━━━━━ Data records ━━━━━
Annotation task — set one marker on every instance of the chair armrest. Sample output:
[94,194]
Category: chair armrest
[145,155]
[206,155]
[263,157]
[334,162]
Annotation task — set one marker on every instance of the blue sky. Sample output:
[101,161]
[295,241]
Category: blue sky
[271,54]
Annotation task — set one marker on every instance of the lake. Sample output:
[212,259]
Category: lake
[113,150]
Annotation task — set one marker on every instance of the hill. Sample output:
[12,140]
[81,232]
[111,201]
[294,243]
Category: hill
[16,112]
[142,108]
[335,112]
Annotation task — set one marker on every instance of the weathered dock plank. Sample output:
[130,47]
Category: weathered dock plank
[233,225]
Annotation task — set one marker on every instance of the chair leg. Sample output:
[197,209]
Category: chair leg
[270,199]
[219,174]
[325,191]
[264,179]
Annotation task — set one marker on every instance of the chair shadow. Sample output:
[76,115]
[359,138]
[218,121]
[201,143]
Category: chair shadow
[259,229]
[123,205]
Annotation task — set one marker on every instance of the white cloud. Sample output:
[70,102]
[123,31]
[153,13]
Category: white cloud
━━━━━
━━━━━ Data records ━━━━━
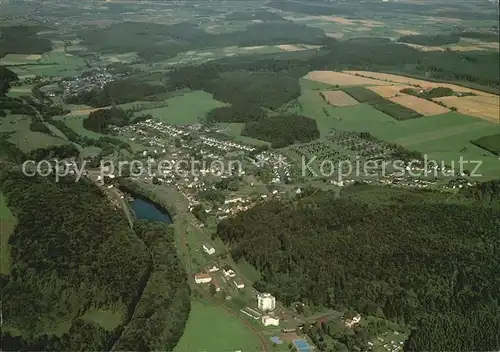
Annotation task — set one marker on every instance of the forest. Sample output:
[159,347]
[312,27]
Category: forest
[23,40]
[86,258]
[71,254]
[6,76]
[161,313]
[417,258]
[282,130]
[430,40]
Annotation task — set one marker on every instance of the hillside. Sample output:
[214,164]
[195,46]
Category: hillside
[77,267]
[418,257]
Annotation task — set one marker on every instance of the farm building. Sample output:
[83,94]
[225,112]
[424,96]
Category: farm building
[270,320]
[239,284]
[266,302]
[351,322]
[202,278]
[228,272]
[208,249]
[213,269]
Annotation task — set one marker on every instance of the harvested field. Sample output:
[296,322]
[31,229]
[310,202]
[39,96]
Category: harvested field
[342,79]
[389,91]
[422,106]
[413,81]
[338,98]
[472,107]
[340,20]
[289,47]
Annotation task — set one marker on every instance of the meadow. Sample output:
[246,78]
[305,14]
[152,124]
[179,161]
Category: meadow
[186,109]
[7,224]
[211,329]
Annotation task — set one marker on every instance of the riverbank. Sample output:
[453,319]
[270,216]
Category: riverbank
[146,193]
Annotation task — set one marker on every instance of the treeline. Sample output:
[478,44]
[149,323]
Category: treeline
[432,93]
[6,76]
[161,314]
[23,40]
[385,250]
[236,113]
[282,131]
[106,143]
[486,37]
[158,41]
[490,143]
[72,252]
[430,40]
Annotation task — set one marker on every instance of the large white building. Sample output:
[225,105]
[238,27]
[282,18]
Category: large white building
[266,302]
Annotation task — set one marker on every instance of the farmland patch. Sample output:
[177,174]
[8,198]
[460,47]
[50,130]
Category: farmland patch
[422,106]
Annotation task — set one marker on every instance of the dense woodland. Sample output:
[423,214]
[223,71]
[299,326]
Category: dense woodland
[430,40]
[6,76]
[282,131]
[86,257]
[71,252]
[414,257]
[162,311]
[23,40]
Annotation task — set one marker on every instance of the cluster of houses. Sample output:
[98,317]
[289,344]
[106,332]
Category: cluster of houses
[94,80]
━━━━━
━━━━━ Data records ━━━━━
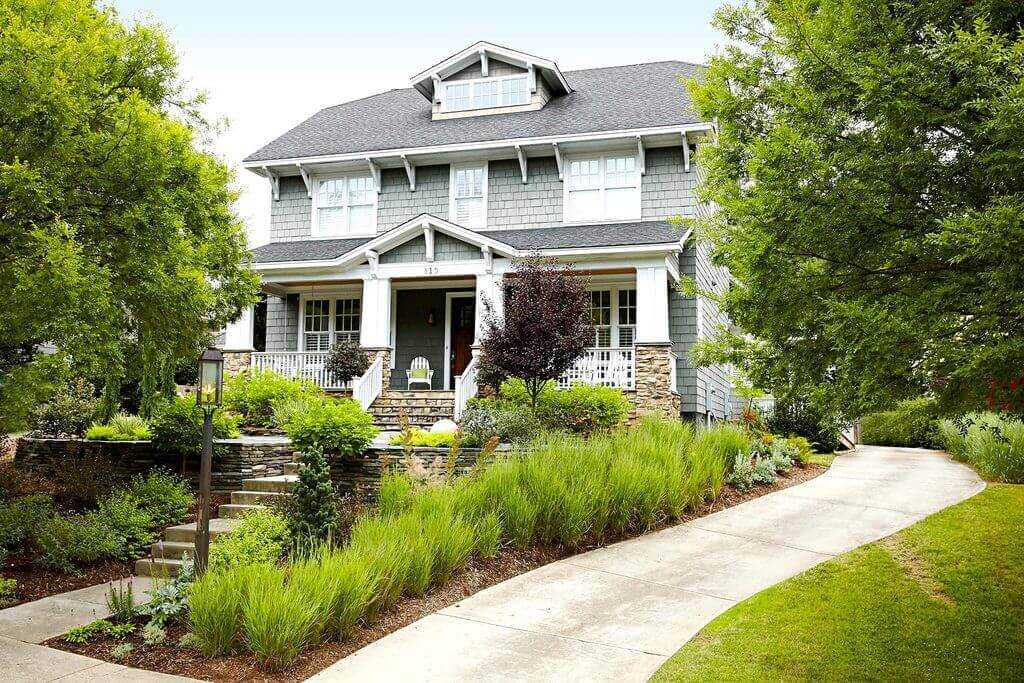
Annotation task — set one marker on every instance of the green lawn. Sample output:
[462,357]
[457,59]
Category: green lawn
━━━━━
Given request
From the rows above, copy each line that contains the string "meadow".

Output for this task
Annotation task — set one marker on every instance of the meadow. Sample output:
Category: meadow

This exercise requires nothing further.